* Work to do
How many lines in the records below contain the string "blouse"? Case counts, and the reply should be only the number.

[Items for identifying locations]
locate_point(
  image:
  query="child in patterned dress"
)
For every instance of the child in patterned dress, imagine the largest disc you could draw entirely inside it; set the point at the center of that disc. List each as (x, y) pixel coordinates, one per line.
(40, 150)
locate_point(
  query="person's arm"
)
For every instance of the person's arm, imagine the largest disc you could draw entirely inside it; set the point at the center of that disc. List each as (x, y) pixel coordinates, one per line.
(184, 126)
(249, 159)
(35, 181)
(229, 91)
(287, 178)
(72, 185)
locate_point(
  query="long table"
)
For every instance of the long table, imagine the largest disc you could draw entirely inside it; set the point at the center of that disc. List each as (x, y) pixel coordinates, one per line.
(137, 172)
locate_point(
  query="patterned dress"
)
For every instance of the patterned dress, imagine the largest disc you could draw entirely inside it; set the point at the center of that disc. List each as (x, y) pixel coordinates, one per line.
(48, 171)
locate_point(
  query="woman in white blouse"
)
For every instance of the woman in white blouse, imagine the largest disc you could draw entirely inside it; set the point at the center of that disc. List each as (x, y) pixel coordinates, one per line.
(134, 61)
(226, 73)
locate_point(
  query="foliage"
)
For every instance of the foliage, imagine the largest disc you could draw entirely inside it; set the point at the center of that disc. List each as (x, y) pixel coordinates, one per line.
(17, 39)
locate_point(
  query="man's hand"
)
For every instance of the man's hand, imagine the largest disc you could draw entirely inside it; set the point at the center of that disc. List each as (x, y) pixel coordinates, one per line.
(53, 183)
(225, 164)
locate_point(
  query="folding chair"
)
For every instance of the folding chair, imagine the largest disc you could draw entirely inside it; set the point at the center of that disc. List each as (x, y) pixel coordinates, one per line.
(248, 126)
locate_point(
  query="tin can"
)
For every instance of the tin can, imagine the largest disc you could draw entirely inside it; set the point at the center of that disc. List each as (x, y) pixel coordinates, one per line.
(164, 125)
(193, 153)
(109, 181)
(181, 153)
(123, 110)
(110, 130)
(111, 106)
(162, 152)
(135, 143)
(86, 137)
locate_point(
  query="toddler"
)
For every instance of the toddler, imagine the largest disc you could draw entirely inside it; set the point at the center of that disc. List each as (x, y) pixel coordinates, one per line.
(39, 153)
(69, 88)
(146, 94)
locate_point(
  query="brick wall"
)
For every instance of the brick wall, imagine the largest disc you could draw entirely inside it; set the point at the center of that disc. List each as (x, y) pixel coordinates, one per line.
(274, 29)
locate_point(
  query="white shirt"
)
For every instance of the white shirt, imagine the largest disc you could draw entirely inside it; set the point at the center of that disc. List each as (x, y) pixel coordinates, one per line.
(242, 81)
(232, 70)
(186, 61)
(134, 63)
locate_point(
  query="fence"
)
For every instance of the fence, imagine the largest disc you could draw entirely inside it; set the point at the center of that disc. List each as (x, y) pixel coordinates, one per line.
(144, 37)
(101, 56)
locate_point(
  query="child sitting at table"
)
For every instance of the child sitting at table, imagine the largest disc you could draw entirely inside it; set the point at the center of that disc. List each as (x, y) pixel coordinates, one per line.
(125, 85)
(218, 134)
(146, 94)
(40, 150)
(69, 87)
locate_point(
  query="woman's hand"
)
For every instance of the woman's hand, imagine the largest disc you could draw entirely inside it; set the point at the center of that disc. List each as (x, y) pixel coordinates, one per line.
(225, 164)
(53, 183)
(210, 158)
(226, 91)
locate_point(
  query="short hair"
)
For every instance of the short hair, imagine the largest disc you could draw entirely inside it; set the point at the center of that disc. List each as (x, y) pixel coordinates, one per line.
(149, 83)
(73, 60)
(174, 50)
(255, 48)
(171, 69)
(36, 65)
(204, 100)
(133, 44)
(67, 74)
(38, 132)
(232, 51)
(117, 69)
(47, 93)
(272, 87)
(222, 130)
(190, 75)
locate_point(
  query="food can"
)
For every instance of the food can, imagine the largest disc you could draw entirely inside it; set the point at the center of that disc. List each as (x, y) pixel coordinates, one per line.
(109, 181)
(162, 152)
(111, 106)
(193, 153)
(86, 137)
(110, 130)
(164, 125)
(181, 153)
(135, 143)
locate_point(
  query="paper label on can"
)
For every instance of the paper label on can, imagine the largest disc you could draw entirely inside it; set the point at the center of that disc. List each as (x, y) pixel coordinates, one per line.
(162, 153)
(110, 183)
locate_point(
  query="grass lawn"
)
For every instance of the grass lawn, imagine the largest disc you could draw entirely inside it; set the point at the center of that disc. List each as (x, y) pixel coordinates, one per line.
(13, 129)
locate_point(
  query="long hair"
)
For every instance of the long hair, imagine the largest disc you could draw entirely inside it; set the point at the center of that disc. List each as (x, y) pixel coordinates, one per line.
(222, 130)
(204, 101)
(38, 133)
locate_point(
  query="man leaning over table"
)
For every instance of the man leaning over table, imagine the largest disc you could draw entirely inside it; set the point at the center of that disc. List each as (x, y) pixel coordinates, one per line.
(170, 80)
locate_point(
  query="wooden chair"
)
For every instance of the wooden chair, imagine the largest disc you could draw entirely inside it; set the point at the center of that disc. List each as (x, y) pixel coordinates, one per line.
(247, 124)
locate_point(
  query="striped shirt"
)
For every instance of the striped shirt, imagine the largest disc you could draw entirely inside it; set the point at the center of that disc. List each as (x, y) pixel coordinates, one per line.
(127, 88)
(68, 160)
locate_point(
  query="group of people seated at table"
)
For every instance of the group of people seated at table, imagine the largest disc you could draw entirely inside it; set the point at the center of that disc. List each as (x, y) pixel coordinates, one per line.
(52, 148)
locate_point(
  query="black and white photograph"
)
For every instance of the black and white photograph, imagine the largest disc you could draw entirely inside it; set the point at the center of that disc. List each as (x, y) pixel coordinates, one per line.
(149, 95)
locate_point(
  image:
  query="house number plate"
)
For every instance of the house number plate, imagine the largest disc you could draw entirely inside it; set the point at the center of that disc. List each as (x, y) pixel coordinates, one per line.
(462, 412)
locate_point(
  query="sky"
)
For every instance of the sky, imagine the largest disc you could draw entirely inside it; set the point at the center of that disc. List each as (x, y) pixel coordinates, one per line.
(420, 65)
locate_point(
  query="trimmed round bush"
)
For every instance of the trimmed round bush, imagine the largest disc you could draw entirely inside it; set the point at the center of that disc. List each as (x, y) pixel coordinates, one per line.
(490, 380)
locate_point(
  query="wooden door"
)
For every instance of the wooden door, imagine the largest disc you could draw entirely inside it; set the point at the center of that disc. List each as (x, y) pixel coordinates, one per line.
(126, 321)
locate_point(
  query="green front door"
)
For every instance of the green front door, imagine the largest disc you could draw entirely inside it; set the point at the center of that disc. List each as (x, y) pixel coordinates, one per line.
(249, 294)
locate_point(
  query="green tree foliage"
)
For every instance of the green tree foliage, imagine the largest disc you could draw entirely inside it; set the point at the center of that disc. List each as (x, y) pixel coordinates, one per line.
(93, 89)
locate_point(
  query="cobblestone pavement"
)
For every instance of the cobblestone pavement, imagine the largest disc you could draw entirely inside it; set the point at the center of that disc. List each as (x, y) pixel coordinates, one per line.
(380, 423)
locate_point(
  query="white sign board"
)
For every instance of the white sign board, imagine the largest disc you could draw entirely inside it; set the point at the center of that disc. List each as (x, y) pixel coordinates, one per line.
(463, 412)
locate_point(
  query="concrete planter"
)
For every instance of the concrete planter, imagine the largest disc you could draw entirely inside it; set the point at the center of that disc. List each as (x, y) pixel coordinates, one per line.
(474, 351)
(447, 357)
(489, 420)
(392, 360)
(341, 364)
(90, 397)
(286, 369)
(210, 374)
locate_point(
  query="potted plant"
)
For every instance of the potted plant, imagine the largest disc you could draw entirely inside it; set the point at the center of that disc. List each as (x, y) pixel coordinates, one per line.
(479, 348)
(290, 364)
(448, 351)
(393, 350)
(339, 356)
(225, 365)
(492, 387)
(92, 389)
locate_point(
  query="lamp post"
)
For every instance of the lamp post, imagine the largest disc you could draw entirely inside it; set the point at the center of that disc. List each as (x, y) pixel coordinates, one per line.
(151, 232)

* Reply to the task
2